** PROBLEM TO SOLVE **
Leave the pictures out and print every record below exactly as it stands.

** STUDY MATERIAL **
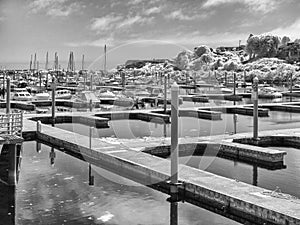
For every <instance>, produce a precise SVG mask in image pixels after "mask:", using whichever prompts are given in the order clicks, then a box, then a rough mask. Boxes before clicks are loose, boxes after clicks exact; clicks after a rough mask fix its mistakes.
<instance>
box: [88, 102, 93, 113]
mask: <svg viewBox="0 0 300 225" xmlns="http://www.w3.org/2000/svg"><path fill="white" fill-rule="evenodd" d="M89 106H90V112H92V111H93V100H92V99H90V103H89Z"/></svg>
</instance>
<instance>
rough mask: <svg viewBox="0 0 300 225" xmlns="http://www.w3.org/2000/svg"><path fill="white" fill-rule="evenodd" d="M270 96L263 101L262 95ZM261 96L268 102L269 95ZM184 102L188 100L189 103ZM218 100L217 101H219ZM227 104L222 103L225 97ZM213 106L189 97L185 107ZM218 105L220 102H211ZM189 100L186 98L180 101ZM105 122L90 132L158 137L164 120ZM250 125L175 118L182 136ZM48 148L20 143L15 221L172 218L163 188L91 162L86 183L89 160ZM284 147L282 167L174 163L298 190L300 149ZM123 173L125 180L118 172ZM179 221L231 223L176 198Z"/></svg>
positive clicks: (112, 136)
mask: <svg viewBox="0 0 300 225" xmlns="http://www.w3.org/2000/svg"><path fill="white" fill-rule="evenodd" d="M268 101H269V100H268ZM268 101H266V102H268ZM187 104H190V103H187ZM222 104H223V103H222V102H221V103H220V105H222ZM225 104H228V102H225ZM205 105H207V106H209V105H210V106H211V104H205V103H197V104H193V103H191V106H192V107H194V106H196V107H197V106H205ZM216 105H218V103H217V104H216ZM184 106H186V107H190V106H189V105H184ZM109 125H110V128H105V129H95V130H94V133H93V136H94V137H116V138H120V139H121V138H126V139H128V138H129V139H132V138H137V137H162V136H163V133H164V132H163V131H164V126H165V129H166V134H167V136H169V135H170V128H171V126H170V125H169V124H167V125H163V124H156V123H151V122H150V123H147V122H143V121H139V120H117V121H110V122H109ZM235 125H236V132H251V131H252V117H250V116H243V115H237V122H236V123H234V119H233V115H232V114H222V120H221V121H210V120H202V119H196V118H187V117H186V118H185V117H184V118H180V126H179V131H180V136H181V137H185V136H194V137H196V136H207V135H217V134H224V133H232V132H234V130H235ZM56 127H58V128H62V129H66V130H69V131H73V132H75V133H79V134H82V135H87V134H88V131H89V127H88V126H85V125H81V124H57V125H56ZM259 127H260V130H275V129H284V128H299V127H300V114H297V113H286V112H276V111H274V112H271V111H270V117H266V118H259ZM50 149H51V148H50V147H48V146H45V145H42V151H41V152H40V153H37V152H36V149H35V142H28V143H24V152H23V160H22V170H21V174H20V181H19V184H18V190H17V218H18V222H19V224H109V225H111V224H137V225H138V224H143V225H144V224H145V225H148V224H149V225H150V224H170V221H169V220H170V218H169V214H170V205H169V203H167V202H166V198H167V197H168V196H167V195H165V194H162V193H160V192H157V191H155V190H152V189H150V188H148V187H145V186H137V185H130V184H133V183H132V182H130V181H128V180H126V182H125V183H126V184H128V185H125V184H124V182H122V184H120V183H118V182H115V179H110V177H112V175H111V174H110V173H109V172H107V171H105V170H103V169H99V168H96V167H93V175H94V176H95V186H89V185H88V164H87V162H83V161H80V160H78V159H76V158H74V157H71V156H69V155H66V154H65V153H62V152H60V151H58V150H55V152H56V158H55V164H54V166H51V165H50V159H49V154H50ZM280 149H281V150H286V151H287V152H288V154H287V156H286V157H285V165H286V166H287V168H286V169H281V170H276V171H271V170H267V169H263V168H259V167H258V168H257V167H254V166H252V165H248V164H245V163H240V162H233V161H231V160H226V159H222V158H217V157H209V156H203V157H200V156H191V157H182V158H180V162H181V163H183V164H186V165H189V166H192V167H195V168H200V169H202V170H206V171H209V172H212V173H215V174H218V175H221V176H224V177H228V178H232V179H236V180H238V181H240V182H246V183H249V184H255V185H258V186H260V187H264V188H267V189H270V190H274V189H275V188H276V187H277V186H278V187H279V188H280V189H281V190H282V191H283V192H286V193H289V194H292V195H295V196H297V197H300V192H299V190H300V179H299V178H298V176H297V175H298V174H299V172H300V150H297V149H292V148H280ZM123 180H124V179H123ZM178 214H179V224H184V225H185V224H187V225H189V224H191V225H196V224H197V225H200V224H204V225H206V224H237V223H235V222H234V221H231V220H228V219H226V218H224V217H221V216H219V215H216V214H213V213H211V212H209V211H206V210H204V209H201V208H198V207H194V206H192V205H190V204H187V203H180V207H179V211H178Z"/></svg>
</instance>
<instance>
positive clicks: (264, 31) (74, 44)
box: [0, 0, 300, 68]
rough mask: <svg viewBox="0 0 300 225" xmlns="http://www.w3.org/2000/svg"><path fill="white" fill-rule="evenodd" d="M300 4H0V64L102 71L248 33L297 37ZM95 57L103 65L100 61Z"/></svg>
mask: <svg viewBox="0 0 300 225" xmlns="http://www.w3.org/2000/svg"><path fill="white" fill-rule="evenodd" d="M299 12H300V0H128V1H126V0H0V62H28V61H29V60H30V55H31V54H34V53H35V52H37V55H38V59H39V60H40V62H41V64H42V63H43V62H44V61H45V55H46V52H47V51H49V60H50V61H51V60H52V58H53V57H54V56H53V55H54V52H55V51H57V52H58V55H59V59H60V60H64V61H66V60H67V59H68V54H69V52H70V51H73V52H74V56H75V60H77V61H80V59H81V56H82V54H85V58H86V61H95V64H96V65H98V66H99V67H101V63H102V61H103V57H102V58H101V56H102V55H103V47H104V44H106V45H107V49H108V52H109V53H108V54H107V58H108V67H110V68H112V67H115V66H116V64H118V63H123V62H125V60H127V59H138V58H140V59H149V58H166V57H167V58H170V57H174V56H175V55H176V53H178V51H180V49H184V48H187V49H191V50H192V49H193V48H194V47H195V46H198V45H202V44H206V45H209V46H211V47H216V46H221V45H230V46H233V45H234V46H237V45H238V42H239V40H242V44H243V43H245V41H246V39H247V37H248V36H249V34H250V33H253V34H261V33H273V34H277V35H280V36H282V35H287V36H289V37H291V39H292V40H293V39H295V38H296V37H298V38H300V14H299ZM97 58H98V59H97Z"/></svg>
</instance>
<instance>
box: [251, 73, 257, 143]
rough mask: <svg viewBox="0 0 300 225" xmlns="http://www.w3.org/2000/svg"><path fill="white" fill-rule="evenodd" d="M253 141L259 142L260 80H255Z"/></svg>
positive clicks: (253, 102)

** SOLUTION TO THIS TASK **
For every <instance>, produce a precise SVG mask in image pixels after "mask:", using whichever prompts are given in the order clicks, then a box, then a rough mask. Boxes before clicks are loose, boxes after clicks exact; clicks after a rough mask fix its mistakes.
<instance>
box: [88, 102, 93, 113]
mask: <svg viewBox="0 0 300 225" xmlns="http://www.w3.org/2000/svg"><path fill="white" fill-rule="evenodd" d="M89 106H90V112H92V111H93V100H92V99H90V103H89Z"/></svg>
</instance>
<instance>
rough mask: <svg viewBox="0 0 300 225" xmlns="http://www.w3.org/2000/svg"><path fill="white" fill-rule="evenodd" d="M270 96L263 101L262 95ZM261 96L268 102L269 95ZM184 102L188 100L189 103ZM218 100L217 101H219ZM227 104L222 103L225 97ZM213 106L189 97L185 107ZM218 105L220 102H211ZM189 100L186 98L180 101ZM105 122L90 132L158 137L164 120ZM250 125L175 118L182 136ZM48 148L20 143L15 221L172 218L163 188L91 162L86 183L89 160ZM284 147L282 167L174 163L298 190L300 149ZM123 173L125 180L118 172ZM179 221L231 223L176 198Z"/></svg>
positive clicks: (112, 136)
mask: <svg viewBox="0 0 300 225" xmlns="http://www.w3.org/2000/svg"><path fill="white" fill-rule="evenodd" d="M268 101H269V100H268ZM268 101H266V102H268ZM187 104H190V103H187ZM222 104H223V103H222V102H221V103H220V105H222ZM225 104H228V102H225ZM205 105H207V106H209V105H210V106H211V104H205V103H197V104H193V103H191V106H192V107H194V106H196V107H197V106H205ZM216 105H218V103H217V104H216ZM184 106H186V107H190V106H189V105H184ZM109 125H110V128H105V129H95V130H94V133H93V136H94V137H116V138H120V139H121V138H126V139H128V138H129V139H132V138H137V137H162V136H163V133H164V132H163V131H164V126H165V129H166V134H167V136H169V135H170V128H171V126H170V125H169V124H167V125H163V124H156V123H151V122H150V123H147V122H143V121H139V120H117V121H110V122H109ZM235 125H236V132H251V131H252V117H250V116H243V115H237V122H236V123H234V119H233V115H232V114H222V120H221V121H210V120H202V119H196V118H187V117H186V118H185V117H184V118H180V126H179V131H180V136H181V137H185V136H194V137H196V136H207V135H217V134H224V133H232V132H234V130H235ZM56 127H58V128H62V129H66V130H69V131H73V132H75V133H79V134H82V135H87V134H88V131H89V127H88V126H85V125H81V124H57V125H56ZM259 127H260V130H275V129H284V128H299V127H300V114H297V113H286V112H276V111H274V112H271V111H270V117H266V118H259ZM50 149H51V148H50V147H48V146H45V145H42V151H41V152H40V153H37V152H36V149H35V142H28V143H24V152H23V160H22V170H21V174H20V181H19V184H18V190H17V218H18V222H19V224H109V225H111V224H137V225H138V224H143V225H144V224H145V225H148V224H149V225H150V224H170V221H169V220H170V218H169V214H170V205H169V203H167V202H166V198H167V197H168V196H167V195H165V194H162V193H160V192H157V191H155V190H152V189H150V188H148V187H145V186H137V185H130V184H133V183H132V182H130V181H128V180H126V182H125V183H126V184H128V185H125V184H124V182H122V184H120V183H118V182H115V179H110V177H112V175H111V174H110V173H109V172H107V171H105V170H103V169H99V168H96V167H93V175H94V176H95V186H89V185H88V164H87V162H83V161H80V160H78V159H76V158H74V157H71V156H69V155H66V154H65V153H62V152H60V151H58V150H55V152H56V158H55V164H54V166H51V165H50V159H49V154H50ZM280 149H281V150H286V151H287V152H288V154H287V156H286V157H285V165H286V166H287V168H286V169H281V170H276V171H271V170H267V169H263V168H259V167H258V168H257V167H254V166H252V165H248V164H245V163H240V162H233V161H231V160H226V159H222V158H217V157H209V156H203V157H200V156H191V157H182V158H180V162H181V163H183V164H186V165H189V166H192V167H195V168H200V169H202V170H206V171H209V172H212V173H215V174H218V175H221V176H224V177H228V178H232V179H236V180H238V181H240V182H246V183H249V184H255V185H258V186H260V187H264V188H267V189H270V190H274V189H275V188H276V187H277V186H278V187H279V188H280V189H281V190H282V191H283V192H286V193H289V194H292V195H295V196H297V197H300V192H299V190H300V179H299V178H298V176H297V175H298V174H299V172H300V150H297V149H292V148H280ZM123 180H124V179H123ZM178 214H179V224H184V225H185V224H187V225H189V224H191V225H196V224H197V225H200V224H204V225H206V224H237V223H235V222H234V221H231V220H228V219H226V218H224V217H221V216H219V215H216V214H213V213H211V212H209V211H206V210H204V209H201V208H198V207H194V206H192V205H190V204H187V203H180V207H179V211H178Z"/></svg>
</instance>
<instance>
positive clicks: (264, 31) (74, 44)
box: [0, 0, 300, 68]
rough mask: <svg viewBox="0 0 300 225" xmlns="http://www.w3.org/2000/svg"><path fill="white" fill-rule="evenodd" d="M300 4H0V64L102 71L248 33L297 37ZM95 57L103 65L100 61Z"/></svg>
mask: <svg viewBox="0 0 300 225" xmlns="http://www.w3.org/2000/svg"><path fill="white" fill-rule="evenodd" d="M299 12H300V0H128V1H126V0H0V62H28V61H29V60H30V55H31V54H34V53H35V52H37V55H38V59H39V60H40V62H41V64H42V63H43V62H44V61H45V55H46V52H47V51H49V60H50V61H51V60H52V58H53V57H54V56H53V55H54V52H55V51H57V52H58V55H59V59H60V60H64V61H66V60H67V59H68V54H69V52H70V51H73V52H74V56H75V60H77V61H80V59H81V56H82V54H85V58H86V61H95V64H96V65H98V66H99V67H101V63H102V61H103V57H102V58H101V56H102V55H103V47H104V44H106V45H107V49H108V52H109V53H108V54H107V58H108V67H110V68H112V67H115V66H116V64H118V63H123V62H125V60H127V59H138V58H140V59H149V58H166V57H167V58H170V57H174V56H175V55H176V53H178V51H180V49H184V48H187V49H191V50H192V49H193V48H194V47H195V46H198V45H202V44H206V45H209V46H211V47H216V46H221V45H230V46H233V45H234V46H237V45H238V42H239V40H242V44H243V43H245V41H246V39H247V37H248V36H249V34H250V33H253V34H261V33H273V34H277V35H280V36H282V35H287V36H289V37H291V39H292V40H293V39H295V38H296V37H298V38H300V14H299ZM97 58H98V59H97Z"/></svg>
</instance>
<instance>
box: [251, 73, 257, 143]
rough mask: <svg viewBox="0 0 300 225" xmlns="http://www.w3.org/2000/svg"><path fill="white" fill-rule="evenodd" d="M253 141L259 142L260 80H255Z"/></svg>
positive clicks: (253, 102)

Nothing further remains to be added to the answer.